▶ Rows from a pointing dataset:
--------------------------------------------------
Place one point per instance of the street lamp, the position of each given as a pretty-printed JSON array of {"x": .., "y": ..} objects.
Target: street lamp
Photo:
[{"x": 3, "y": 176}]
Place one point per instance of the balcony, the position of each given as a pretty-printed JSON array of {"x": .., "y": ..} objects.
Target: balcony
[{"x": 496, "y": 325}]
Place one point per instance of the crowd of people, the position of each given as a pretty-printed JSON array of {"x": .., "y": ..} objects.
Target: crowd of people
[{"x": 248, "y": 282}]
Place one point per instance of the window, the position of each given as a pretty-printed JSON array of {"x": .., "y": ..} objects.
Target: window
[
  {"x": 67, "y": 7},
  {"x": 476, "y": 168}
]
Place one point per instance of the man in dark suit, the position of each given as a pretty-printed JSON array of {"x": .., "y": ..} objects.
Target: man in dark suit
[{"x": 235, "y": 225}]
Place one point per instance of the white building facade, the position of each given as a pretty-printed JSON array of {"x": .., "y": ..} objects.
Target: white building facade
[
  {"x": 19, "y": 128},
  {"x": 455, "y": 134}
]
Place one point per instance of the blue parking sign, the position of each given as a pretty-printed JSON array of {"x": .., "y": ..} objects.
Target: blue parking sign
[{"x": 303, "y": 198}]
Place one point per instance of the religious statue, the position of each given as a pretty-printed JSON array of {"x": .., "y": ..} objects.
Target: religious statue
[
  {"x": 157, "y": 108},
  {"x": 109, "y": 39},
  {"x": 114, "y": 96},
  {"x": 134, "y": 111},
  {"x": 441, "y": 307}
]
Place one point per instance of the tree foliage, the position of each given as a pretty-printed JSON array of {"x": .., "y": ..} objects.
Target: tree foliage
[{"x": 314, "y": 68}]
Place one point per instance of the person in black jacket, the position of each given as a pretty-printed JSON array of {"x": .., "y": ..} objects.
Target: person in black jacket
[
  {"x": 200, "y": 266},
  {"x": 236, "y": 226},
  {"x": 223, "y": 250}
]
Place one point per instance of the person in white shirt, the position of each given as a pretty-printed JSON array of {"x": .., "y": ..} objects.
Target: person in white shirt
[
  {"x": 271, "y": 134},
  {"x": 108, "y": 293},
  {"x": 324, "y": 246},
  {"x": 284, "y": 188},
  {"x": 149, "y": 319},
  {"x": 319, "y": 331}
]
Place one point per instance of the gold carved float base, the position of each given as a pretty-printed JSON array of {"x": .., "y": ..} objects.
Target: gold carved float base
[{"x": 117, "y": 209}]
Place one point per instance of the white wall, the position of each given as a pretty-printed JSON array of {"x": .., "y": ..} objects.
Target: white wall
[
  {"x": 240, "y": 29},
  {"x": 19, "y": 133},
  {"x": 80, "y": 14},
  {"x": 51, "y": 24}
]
--------------------------------------------------
▶ What you have to do: Output exactly the lines between the one containing "Place one point per instance of the person in white" and the final line above, both inclusive.

▶ Exercise solution:
Place one point per instance of the person in white shirt, the position of each given as a pretty-printed JSON array of {"x": .., "y": ..} objects.
Target: person in white shirt
[
  {"x": 271, "y": 134},
  {"x": 108, "y": 293},
  {"x": 324, "y": 246},
  {"x": 284, "y": 188},
  {"x": 149, "y": 319},
  {"x": 319, "y": 331}
]
Place one point per instance of the gold carved float base, the position of each given as a pretty-printed JSON array of {"x": .., "y": ..} objects.
Target: gold carved float base
[{"x": 117, "y": 209}]
Place one point per instance of the white wall, the position of each given as a pretty-printed JSON array of {"x": .., "y": ..} objects.
Target: white wall
[
  {"x": 240, "y": 29},
  {"x": 19, "y": 133},
  {"x": 80, "y": 14},
  {"x": 51, "y": 24}
]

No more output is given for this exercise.